[Page extract]:

Just a friendly reminder… National Novel Writing Month begins officially on November 1.

Now is the time to get registered with the nonprofit NaNoWriMo.org if you want to take part as an active participant.

There are lots of benefits to joining and it’s all free! Join the global writing crew by adding your 50k words to the event!

Creative Writing link love

Creative writers stand to gain so much from reading blogs, using social networks, clicking social bookmarks and Twittering. Information about creative writing can  found all over the web, literally all around the world. If you’re a writer and you can’t afford to pay for coaching so that you can write a novel, your next best bet is to surf the Internet using keywords like “creative writing,” “writing,” even NaNoWriMo for those anticipating November’s annual big book challenge. Below are a few links pertaining to writing, publishing and bookselling that might help you gain a better hold on your own creative process.

  • Modernism and the little magazines: The literary journal is dead. Long live the literary journal by Stefan Collini for The Times Literary Supplement
    “The importance of such publications in the literary or intellectual history of a period is tantalizingly hard to gauge, especially in the case of journals that were short-lived and erratically distributed.”

[Items]:
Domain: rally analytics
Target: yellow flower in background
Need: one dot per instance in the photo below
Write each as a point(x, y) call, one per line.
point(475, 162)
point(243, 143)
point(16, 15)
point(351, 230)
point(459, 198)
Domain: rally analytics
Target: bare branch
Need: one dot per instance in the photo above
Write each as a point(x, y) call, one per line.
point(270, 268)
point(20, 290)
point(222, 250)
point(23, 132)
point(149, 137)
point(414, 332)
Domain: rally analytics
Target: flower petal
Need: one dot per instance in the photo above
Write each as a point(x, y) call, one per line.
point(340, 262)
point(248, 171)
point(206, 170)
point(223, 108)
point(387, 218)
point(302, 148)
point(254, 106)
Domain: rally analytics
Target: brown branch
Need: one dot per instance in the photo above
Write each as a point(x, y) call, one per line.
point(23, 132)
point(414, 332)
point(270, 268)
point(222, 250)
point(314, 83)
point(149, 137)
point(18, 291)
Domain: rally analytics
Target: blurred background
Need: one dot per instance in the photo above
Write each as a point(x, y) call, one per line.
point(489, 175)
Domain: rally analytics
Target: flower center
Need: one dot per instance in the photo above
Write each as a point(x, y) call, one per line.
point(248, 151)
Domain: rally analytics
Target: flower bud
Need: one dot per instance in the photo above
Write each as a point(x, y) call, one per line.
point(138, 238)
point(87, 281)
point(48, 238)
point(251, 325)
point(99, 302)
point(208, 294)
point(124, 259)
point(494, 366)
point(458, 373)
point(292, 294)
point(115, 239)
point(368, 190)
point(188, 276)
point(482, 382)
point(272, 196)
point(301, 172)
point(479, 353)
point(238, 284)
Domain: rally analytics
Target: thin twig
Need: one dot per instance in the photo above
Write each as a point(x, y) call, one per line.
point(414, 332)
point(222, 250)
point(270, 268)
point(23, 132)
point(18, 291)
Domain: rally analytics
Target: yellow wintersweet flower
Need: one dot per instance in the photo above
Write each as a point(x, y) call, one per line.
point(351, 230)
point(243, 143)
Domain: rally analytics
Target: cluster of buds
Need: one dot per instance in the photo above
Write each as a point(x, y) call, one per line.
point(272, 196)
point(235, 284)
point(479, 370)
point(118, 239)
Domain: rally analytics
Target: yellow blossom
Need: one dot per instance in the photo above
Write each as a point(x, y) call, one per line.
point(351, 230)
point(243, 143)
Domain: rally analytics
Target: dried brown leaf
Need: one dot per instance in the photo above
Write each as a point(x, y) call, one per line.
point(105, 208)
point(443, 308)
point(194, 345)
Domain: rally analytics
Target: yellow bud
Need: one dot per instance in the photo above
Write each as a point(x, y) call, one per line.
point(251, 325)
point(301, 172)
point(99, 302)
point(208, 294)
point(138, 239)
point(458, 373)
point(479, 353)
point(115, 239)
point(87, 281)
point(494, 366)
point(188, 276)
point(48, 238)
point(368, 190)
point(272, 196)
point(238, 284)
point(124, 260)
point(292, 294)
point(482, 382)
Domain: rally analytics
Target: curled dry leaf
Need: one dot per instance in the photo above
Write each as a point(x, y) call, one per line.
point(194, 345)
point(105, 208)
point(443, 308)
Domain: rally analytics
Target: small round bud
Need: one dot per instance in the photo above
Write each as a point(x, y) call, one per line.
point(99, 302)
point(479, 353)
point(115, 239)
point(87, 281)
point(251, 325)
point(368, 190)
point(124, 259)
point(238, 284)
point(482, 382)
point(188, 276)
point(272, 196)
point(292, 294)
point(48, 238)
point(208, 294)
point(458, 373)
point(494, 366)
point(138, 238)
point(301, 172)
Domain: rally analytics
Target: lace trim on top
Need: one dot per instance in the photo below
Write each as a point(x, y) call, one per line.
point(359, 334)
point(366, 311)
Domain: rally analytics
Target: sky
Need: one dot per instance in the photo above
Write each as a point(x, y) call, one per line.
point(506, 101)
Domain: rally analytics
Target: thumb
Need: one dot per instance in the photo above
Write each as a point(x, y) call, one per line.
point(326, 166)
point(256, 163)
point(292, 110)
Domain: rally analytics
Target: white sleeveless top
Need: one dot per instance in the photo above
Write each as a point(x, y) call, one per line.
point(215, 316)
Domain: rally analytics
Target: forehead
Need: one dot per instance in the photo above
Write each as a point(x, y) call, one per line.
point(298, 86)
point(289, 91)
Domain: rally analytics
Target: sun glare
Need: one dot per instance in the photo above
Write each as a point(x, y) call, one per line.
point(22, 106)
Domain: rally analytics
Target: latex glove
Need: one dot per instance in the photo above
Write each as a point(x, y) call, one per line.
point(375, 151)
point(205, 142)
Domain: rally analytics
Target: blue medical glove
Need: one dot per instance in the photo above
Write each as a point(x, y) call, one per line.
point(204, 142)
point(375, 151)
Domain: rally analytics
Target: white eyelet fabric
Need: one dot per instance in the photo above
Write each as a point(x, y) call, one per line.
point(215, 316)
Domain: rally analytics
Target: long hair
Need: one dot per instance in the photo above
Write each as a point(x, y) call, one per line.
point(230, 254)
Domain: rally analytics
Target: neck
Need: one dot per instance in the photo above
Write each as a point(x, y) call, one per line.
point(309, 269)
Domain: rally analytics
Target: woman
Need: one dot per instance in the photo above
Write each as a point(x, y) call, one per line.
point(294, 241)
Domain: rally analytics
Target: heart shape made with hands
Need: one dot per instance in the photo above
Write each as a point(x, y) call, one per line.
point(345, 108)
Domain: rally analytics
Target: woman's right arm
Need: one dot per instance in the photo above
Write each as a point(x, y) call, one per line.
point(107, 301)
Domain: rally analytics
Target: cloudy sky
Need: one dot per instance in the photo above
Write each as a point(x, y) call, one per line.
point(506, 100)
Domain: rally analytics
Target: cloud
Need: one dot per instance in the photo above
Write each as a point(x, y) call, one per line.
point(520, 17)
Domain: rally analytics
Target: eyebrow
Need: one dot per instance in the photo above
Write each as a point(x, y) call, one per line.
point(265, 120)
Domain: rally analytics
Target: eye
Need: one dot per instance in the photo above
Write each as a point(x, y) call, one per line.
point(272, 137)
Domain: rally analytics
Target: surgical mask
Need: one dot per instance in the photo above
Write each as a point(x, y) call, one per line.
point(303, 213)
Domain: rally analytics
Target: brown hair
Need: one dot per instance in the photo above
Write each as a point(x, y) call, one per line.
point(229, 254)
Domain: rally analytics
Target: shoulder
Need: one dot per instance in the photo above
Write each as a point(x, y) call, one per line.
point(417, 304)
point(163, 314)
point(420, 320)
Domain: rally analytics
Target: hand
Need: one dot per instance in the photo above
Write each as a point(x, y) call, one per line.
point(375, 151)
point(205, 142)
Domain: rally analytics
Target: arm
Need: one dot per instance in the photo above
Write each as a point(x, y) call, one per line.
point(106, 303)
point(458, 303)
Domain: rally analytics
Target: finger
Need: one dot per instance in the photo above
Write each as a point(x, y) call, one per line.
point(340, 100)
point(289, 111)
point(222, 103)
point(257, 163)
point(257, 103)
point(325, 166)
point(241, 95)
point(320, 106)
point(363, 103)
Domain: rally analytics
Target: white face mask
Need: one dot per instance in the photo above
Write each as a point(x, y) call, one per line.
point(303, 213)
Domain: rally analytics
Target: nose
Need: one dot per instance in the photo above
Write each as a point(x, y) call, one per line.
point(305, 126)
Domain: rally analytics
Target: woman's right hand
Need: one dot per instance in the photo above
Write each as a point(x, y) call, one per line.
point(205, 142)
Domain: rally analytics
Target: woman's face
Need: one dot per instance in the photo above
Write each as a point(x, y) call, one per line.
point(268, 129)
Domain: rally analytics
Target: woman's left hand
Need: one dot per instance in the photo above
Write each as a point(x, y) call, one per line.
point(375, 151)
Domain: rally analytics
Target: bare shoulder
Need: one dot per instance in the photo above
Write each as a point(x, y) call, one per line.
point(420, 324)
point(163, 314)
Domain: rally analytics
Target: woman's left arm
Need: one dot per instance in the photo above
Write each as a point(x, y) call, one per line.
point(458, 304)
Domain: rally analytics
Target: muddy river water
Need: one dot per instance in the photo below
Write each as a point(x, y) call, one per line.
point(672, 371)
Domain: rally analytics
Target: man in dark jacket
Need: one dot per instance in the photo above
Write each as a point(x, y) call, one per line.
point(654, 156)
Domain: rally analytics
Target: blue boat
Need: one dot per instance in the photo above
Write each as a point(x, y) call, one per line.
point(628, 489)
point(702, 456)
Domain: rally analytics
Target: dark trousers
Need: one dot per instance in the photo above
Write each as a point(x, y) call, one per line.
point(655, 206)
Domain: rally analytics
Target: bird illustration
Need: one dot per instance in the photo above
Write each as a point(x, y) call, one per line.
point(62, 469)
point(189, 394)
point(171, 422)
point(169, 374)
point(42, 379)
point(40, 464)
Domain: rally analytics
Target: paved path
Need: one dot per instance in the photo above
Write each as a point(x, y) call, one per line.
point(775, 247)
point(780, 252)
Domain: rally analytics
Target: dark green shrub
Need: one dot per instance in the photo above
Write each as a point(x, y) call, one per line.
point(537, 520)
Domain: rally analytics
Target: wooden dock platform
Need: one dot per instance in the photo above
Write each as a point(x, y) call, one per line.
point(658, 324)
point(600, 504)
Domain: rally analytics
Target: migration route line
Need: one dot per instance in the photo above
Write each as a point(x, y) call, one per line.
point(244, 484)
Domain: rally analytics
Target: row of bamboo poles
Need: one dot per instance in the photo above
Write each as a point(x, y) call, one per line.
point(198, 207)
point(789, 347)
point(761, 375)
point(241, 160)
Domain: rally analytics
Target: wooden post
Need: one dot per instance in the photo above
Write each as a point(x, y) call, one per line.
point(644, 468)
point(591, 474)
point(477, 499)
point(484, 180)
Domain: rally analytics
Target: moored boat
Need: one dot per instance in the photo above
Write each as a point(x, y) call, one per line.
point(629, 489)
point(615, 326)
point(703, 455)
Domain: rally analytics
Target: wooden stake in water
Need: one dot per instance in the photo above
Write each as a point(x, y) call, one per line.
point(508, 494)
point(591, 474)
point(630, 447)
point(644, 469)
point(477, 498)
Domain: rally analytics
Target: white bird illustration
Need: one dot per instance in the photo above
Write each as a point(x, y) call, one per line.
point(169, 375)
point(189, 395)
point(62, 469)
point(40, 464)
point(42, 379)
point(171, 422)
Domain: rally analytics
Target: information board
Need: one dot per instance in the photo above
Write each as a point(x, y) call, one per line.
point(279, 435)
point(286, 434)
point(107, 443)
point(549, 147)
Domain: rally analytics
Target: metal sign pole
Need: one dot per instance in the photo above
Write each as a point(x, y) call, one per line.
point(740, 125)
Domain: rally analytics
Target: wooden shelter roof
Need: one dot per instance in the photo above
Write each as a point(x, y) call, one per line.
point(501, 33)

[Given request]: Please print word for word everything in the NaNoWriMo post from "Now is the time" down to "own creative process.".

[The result]:
Now is the time to get registered with the nonprofit NaNoWriMo.org if you want to take part as an active participant.

There are lots of benefits to joining and it’s all free! Join the global writing crew by adding your 50k words to the event!

Creative Writing link love

Creative writers stand to gain so much from reading blogs, using social networks, clicking social bookmarks and Twittering. Information about creative writing can  found all over the web, literally all around the world. If you’re a writer and you can’t afford to pay for coaching so that you can write a novel, your next best bet is to surf the Internet using keywords like “creative writing,” “writing,” even NaNoWriMo for those anticipating November’s annual big book challenge. Below are a few links pertaining to writing, publishing and bookselling that might help you gain a better hold on your own creative process.